• **Short problem**
Reproduce the lines that begin with the one containing "Target: dirt path" and end with the one containing "168,0 -> 352,79", swapping every "Format example" for "Sample format" and keeping everything else as is.

• **Information shown**
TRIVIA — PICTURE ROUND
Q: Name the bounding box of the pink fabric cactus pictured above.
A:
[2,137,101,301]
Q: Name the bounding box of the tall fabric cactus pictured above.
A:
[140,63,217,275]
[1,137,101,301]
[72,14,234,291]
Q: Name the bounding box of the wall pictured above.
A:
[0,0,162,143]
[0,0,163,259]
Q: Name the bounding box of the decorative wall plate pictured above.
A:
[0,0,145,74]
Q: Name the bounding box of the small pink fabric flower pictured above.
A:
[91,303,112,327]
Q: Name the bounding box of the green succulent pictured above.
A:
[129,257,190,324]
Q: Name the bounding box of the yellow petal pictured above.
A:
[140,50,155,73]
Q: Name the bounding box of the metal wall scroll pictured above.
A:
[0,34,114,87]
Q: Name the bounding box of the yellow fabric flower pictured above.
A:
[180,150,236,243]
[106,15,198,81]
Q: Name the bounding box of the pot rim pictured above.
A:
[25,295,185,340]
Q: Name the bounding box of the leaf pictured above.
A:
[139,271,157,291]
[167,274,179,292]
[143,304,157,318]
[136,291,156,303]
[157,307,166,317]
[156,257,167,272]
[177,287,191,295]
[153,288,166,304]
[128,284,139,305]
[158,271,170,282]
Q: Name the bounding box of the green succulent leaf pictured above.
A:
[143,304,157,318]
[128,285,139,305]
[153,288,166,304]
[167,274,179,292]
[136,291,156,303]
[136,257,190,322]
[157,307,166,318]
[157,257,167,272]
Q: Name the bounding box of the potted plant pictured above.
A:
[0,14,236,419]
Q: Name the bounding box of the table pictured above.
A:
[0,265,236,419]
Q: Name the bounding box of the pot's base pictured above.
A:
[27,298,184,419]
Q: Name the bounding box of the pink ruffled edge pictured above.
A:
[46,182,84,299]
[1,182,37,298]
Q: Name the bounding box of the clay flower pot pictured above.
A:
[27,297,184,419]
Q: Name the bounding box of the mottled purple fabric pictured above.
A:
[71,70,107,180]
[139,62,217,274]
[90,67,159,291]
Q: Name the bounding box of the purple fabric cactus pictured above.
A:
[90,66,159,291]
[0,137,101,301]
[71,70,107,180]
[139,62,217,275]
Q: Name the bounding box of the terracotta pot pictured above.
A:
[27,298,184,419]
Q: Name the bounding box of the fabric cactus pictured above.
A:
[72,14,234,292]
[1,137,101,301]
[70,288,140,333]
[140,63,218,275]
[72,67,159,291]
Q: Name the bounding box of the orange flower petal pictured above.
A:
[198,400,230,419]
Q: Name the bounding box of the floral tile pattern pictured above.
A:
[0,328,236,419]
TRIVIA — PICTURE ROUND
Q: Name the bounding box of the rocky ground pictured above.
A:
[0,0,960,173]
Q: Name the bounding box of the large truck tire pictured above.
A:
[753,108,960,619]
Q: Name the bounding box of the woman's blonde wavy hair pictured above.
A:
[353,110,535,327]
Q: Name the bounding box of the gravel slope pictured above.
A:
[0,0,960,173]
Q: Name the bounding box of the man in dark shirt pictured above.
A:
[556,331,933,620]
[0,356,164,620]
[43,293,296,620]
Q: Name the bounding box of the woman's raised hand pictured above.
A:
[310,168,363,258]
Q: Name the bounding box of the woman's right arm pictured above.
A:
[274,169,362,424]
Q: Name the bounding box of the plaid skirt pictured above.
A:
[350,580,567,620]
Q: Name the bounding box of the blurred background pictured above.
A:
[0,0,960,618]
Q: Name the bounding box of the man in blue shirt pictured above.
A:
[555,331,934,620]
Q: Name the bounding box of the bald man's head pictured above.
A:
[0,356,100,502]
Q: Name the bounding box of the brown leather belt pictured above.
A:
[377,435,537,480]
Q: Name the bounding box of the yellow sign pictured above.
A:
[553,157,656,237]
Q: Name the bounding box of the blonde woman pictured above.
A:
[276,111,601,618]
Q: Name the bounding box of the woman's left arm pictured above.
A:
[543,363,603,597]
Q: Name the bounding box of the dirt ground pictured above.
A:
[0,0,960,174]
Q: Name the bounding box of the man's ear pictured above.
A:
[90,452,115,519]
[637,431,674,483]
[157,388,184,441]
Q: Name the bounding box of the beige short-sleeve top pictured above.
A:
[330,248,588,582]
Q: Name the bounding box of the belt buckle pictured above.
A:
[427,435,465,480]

...

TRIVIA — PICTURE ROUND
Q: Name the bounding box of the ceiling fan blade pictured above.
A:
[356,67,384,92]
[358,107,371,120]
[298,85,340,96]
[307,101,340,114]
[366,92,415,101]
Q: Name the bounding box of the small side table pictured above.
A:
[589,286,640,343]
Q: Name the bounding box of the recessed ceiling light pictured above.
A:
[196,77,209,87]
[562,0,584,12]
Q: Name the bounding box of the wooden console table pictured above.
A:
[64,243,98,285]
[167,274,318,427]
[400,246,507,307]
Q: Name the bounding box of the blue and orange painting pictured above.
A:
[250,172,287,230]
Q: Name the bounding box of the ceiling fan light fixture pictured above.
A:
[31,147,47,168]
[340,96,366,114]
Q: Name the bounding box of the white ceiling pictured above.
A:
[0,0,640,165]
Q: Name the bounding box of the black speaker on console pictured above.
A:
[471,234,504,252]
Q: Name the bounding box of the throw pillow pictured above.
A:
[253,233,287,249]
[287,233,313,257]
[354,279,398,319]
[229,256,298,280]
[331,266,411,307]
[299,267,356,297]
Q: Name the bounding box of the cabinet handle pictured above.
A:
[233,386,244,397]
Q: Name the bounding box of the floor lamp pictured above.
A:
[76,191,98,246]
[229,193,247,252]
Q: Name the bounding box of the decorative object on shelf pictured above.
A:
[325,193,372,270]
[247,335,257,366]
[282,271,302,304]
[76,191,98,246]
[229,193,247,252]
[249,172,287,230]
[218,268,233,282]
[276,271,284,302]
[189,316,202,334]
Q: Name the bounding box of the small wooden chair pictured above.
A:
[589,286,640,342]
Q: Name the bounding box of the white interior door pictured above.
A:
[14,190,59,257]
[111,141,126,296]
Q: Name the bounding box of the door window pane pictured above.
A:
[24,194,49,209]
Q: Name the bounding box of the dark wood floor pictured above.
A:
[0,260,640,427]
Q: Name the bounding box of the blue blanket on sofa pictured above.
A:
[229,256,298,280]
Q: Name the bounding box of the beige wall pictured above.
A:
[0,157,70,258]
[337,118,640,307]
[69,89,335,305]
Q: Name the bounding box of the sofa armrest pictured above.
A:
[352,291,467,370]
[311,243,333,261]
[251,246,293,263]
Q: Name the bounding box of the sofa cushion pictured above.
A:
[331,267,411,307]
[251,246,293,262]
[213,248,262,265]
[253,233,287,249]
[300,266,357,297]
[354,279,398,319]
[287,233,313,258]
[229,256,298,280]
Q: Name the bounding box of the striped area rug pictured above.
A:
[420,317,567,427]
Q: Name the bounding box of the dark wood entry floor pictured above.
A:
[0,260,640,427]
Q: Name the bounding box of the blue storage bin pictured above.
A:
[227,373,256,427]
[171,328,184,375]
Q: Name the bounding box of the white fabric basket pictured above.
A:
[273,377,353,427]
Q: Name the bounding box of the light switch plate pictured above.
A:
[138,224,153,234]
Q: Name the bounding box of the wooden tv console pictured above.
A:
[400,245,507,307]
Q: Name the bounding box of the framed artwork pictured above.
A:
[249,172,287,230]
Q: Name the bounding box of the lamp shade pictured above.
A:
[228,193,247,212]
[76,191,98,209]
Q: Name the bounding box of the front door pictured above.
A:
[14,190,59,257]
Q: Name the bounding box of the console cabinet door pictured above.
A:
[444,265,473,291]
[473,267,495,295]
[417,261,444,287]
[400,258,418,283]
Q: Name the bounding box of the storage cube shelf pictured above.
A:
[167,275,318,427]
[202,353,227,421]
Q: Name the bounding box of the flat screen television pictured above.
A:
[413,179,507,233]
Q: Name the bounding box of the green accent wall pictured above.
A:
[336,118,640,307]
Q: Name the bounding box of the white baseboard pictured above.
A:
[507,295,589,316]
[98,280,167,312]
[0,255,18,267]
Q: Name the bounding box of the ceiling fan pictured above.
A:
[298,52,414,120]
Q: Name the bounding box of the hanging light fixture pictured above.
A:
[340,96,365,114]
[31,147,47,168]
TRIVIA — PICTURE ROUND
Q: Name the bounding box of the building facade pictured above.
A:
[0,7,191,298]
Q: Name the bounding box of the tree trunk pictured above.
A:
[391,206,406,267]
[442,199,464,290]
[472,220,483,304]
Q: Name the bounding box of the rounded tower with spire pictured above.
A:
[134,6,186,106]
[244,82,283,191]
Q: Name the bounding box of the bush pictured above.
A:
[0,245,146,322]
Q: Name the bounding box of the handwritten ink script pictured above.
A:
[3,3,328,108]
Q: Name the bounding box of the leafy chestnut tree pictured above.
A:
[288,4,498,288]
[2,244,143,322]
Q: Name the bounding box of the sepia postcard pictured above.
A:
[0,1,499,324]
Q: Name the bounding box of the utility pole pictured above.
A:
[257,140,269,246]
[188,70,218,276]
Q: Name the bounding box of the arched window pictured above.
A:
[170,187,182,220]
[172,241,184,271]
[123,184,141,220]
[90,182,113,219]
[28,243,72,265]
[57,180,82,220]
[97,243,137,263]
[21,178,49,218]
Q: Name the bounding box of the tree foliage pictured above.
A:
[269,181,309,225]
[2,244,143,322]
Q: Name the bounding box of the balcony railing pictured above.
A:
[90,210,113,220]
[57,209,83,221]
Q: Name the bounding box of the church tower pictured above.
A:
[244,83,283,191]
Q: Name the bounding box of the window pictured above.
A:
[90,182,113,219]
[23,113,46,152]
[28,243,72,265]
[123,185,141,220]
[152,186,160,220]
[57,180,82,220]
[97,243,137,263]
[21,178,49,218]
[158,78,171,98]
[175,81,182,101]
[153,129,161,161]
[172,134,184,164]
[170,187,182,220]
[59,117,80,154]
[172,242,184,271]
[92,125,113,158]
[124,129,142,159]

...

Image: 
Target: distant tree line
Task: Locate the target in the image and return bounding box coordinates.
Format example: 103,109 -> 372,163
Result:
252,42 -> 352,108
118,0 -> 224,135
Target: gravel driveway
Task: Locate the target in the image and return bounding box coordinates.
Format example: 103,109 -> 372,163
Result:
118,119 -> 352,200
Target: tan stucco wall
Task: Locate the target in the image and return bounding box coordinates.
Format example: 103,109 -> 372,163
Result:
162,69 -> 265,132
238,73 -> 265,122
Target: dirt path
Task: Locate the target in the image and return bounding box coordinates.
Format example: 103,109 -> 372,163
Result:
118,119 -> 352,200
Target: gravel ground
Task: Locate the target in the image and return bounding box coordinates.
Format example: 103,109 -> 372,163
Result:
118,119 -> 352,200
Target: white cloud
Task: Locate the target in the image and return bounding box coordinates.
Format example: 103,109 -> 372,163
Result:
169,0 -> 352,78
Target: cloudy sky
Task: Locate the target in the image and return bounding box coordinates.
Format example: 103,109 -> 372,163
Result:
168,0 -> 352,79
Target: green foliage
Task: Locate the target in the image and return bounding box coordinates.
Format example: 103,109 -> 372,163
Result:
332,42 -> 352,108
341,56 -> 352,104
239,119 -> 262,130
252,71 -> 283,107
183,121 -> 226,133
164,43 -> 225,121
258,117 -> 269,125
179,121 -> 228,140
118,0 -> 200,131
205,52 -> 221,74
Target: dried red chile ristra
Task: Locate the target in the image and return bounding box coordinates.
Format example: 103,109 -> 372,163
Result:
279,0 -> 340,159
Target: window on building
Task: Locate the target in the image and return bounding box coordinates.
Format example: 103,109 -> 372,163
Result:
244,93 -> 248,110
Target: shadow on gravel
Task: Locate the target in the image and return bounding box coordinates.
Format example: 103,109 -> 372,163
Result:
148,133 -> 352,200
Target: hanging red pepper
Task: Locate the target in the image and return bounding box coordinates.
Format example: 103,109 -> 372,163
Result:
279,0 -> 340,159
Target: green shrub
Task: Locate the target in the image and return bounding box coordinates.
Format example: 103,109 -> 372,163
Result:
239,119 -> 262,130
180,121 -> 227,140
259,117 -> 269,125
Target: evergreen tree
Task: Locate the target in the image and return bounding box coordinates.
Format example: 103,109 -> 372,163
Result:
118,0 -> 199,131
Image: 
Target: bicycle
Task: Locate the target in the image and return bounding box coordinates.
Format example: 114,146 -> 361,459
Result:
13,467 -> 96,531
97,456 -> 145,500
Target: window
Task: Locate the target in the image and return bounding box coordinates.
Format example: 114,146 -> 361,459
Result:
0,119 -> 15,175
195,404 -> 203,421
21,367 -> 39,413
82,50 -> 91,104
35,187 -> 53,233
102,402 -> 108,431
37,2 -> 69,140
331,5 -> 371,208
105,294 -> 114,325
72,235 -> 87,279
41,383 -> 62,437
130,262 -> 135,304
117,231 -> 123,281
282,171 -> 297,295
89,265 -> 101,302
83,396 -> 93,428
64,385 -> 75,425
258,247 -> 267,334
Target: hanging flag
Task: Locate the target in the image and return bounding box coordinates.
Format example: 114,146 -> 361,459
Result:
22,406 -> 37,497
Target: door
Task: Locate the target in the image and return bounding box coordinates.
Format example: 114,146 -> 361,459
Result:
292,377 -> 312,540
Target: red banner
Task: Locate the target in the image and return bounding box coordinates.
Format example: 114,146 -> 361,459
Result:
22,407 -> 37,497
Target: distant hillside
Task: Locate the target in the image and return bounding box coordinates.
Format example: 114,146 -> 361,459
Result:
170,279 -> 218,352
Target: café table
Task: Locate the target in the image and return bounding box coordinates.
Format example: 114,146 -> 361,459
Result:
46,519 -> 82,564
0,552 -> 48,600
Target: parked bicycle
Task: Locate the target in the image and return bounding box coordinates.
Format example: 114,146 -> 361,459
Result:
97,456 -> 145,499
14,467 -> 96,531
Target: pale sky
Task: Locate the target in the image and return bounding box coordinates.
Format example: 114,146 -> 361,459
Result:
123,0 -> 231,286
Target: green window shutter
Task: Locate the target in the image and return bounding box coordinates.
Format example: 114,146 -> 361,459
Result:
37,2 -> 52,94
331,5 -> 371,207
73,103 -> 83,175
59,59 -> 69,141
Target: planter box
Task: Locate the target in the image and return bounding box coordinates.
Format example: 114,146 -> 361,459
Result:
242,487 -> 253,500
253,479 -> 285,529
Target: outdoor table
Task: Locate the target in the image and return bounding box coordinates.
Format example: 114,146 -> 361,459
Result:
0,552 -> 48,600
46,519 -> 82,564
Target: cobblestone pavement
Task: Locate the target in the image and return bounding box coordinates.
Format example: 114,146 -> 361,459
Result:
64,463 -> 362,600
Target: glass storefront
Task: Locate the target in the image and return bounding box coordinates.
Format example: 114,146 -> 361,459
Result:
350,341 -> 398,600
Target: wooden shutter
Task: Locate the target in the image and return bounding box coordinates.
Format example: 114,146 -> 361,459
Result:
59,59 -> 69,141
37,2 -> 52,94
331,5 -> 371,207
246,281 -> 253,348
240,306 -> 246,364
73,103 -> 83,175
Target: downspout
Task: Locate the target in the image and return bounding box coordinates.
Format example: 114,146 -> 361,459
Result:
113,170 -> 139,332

• **Result of the exercise**
Target: dirt path
Task: Locate the target in the image and return bounding box coordinates.
Sample format: 103,109 -> 372,163
Result:
118,119 -> 352,200
Target: gravel ground
Task: Locate the target in the image and return bounding box coordinates.
Sample format: 103,109 -> 372,163
Result:
118,119 -> 352,200
Target: white cloud
Task: Locate the target in the image and return bounding box coordinates.
Sample format: 103,109 -> 372,163
Result:
169,0 -> 352,78
Target: cloudy sky
Task: Locate the target in the image and return bounding box coordinates.
Sample format: 103,109 -> 372,163
Result:
168,0 -> 352,79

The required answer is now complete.